=== 本文抜粋 ===
アブない やかラの話2

2024年07月04日 | 日記・エッセイ・コラム
 我々の体内の過剰なグルコースはアセチルCoAを経て、炭素数16の脂肪酸パルミチン酸となります。更にパルミチン酸は長鎖脂肪酸伸長酵素により、炭素数18のステアリン酸になり、ステアリン酸からω-9脂肪酸のオレイン酸が合成されます。ω-9とは脂肪酸の炭素鎖の末端から9番目のところに2重結合があるという意味です。オレイン酸の語源はオリーブで、オリーブオイルに多く含まれる脂肪酸ですが、このように動物の体内でも合成することができるので、動物性油脂にも多く含まれています。
 植物はオレイン酸からω-6脂肪酸であるリノール酸、ω-3脂肪酸のα-リノレン酸を生成することができるのですが、我々動物はリノール酸、α-リノレン酸を作る酵素を持っていないので、体外から摂取する必要があります。リノール酸、α-リノレン酸が必須脂肪酸と呼ばれる所以です。
 リノール酸は植物性油脂の主成分で、大豆油、コーン油などいわゆるサラダオイルと呼ばれている食用油に多く含まれています。植物油が動物性油脂に比べて健康的と言われるのは、動物が合成できない必須脂肪酸が多く含まれていることも一因です。
=== 抽出データ ===
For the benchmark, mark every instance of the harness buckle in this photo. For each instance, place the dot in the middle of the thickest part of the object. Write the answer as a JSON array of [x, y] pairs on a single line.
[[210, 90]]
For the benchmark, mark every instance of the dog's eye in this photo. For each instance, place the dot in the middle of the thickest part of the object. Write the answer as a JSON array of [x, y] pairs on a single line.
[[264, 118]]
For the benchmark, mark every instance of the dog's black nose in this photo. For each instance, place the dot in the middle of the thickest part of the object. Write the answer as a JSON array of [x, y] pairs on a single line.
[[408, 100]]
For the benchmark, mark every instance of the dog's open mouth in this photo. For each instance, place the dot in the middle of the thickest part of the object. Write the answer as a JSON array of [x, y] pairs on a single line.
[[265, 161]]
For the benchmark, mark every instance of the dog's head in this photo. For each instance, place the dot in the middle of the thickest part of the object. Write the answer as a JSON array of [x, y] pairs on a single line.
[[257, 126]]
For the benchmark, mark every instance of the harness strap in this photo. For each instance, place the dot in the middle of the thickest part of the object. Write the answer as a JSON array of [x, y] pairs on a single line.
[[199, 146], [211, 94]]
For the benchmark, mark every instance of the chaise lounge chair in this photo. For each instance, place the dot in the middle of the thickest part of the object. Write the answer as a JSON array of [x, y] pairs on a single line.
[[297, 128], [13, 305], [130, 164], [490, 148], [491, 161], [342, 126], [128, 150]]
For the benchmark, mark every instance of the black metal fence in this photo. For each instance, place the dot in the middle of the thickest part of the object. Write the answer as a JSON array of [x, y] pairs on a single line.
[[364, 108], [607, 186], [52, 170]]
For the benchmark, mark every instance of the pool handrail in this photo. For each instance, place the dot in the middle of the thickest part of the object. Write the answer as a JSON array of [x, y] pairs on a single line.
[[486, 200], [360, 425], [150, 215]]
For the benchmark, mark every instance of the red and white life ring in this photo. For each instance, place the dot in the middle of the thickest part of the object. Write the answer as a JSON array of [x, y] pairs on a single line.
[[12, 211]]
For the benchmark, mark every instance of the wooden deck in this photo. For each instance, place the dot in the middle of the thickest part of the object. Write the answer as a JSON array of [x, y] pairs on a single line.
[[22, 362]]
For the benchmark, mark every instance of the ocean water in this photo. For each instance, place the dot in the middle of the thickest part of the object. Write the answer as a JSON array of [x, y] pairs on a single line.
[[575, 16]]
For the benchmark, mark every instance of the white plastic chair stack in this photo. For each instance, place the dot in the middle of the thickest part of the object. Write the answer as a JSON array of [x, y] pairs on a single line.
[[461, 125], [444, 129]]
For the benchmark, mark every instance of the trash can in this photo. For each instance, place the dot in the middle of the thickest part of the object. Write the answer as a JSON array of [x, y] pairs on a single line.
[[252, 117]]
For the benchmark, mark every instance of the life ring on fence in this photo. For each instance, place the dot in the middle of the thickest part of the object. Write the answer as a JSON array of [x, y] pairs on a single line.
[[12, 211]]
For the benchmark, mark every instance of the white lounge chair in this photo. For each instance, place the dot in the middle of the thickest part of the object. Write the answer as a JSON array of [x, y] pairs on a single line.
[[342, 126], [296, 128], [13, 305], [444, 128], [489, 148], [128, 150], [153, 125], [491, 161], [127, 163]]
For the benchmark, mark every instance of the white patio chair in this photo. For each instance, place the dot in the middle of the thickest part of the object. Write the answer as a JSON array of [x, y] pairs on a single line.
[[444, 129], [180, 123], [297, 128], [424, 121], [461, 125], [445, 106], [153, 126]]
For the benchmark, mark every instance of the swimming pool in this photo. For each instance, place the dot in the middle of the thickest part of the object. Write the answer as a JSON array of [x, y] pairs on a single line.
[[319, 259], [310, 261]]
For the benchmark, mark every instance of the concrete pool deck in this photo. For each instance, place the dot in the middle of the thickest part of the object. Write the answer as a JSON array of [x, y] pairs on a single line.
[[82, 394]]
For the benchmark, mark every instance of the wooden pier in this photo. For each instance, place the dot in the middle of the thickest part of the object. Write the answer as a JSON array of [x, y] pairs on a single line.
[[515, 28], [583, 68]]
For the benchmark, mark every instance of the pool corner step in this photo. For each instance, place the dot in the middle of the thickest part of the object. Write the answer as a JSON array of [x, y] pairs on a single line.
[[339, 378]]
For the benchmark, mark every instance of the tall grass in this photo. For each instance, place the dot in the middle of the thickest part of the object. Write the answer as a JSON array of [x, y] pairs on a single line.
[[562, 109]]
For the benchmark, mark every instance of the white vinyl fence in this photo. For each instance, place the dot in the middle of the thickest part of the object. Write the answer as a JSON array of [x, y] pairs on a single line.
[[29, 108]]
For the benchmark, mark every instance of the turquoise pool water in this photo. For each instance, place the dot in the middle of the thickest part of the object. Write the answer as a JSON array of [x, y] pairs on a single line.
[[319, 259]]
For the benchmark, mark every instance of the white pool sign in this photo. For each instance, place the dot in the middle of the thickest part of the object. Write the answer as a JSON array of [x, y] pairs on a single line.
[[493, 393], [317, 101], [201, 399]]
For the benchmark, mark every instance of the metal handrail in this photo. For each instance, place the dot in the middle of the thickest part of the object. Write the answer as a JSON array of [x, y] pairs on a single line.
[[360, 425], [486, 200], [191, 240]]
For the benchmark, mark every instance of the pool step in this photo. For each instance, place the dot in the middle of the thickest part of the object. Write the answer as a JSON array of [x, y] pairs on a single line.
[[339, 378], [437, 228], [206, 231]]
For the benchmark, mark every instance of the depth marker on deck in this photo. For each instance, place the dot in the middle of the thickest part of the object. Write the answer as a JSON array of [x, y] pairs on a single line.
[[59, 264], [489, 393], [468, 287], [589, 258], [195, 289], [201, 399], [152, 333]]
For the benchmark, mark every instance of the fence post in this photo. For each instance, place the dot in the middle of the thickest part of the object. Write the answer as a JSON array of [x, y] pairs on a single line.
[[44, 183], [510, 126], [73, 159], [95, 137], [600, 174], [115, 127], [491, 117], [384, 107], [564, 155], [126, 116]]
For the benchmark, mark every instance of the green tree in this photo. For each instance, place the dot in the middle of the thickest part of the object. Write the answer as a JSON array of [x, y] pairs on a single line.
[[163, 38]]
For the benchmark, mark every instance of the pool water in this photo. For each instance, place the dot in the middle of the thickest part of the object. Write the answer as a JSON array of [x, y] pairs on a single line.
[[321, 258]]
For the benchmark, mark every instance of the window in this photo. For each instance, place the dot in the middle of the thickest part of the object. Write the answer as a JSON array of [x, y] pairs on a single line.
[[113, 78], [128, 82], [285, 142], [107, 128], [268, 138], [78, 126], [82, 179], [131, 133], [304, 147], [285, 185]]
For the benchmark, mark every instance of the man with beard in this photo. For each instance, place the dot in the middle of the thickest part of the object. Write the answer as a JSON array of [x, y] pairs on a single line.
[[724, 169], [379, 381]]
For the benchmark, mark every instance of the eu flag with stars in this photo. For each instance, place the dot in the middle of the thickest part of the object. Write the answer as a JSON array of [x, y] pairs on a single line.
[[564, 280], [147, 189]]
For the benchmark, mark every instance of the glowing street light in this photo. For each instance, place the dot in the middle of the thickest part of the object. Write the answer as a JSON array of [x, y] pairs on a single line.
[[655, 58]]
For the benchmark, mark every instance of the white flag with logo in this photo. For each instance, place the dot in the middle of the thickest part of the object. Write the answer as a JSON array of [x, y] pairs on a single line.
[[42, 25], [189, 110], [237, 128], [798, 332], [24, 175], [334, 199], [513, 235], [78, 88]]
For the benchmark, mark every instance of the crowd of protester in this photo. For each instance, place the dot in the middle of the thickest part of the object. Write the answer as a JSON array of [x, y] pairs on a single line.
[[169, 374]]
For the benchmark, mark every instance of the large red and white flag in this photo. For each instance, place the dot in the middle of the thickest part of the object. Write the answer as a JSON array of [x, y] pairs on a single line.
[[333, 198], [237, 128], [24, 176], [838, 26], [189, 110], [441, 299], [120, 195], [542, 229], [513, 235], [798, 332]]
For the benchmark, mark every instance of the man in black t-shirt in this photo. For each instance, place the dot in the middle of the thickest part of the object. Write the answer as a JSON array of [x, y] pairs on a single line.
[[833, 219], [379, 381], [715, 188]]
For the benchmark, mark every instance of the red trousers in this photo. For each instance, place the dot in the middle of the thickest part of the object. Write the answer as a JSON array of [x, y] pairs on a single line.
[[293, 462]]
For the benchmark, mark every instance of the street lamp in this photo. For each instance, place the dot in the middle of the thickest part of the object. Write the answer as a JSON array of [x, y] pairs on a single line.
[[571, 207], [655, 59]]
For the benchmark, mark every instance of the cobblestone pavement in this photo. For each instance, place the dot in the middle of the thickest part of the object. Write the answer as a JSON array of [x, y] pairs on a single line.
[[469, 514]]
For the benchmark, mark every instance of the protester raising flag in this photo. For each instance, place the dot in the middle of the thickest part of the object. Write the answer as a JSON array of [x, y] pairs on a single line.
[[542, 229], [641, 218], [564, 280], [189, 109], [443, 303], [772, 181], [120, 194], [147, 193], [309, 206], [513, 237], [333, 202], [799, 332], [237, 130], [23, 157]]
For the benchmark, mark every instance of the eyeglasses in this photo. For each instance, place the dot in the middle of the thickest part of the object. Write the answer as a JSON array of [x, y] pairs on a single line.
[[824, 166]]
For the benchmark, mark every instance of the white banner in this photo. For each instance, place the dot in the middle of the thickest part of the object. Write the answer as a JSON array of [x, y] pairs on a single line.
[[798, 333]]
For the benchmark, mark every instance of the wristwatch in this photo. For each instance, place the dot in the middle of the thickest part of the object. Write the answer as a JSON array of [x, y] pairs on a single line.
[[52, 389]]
===
*必要な作業*:
1) 脂肪酸についての本文のうち「植物はオレイン酸から」で始まる段落を、主な事実を残して箇条書きに書き直せ。
2) 脂肪酸についての本文を、最後の段落の後から書き進めよ。
これらの記録は別の出典から取ったものである。

*解決済みの問題*:
1)
- 植物はオレイン酸から、ω-6脂肪酸のリノール酸とω-3脂肪酸のα-リノレン酸を作ることができる。
- 動物はリノール酸とα-リノレン酸を作る酵素を持たないので、体外から摂取する必要がある。
- このため、リノール酸とα-リノレン酸は必須脂肪酸と呼ばれる。

2)
 体内に取り入れられたリノール酸は、アラキドン酸に変換され、アラキドン酸は酵素シクロゲナーゼ(COX)の働きでプロスタグランジンに、またリポキシゲナ―ゼ(LOX)の働きでロイコトリエンになります。プロスタグランジンもロイコトリエンも、我々の身体を守るために重要な役割を果たしている物質ですが、炎症物質ですので過剰に働くと不快な症状をもたらし、慢性炎症は動脈硬化性疾患や発がんの原因になります。頭痛や発熱のときに飲む消炎鎮痛剤は、COXの働きを抑えて炎症物質であるプロスタグランジンの生成を抑制する薬です。ロイコトリエンは血管透過性を増し気管支を収縮させる作用があり、その過剰な働きはアレルギー症状や気管支喘息を悪化させます。ロイコトリエン拮抗薬はアレルギーや気管支喘息の治療薬です。
 必須脂肪酸のリノール酸を多く含む植物性油脂も、摂り過ぎると「危ないヤカラ」になってしまうわけです。
 食用油脂が貴重品だった時代には少なかった、喘息やアレルギーの患者さんが増えているのは、植物油脂の生産量、消費量が飛躍的に増えたことが原因の一つだと私はおもっています。
 また、オリーブオイルは身体にイイ油といわれていますが、オレイン酸が多くリノール酸の比率が低いため、比較的「危なくないヤカラ」ぐらいにおもって、過剰な摂取は避けた方が無難です。